(Coordinate annotation records)
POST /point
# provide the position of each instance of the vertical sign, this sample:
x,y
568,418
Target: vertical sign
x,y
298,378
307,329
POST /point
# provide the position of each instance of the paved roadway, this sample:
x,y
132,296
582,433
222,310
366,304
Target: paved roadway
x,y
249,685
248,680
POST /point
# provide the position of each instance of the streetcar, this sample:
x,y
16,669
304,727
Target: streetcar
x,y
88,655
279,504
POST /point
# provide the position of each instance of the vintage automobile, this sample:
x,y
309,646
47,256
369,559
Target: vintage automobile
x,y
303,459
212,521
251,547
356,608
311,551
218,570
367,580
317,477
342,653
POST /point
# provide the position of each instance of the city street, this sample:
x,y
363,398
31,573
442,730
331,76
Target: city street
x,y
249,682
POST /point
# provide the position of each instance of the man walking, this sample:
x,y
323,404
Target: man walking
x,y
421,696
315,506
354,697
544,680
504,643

WHAT TO DO | Write out the records shown above, exactly as they appear.

THE RESULT |
POST /point
# provide the position of each instance of the vertical sign, this sample:
x,y
568,418
Target: vertical sign
x,y
298,378
307,329
POST /point
# provide the position of each instance of the paved roadway, this sample:
x,y
132,296
582,433
222,310
366,304
Target: paved roadway
x,y
249,685
248,680
POST /point
# provide the position of each instance of the streetcar, this sample:
x,y
16,669
304,727
Target: streetcar
x,y
88,655
279,504
POST /point
# provide the position of each instance of the vintage automobile, this sample:
x,y
309,646
47,256
369,559
Target: vintage automobile
x,y
303,459
212,521
251,547
356,608
311,551
218,570
367,580
317,477
342,653
POST /point
# provide the position of each instance of the city street, this sample:
x,y
363,398
31,573
442,730
331,76
Target: city street
x,y
249,682
POST /point
# provide the position of each instance of the man walking, this sample:
x,y
323,404
Target: man walking
x,y
421,696
315,506
354,697
544,680
504,643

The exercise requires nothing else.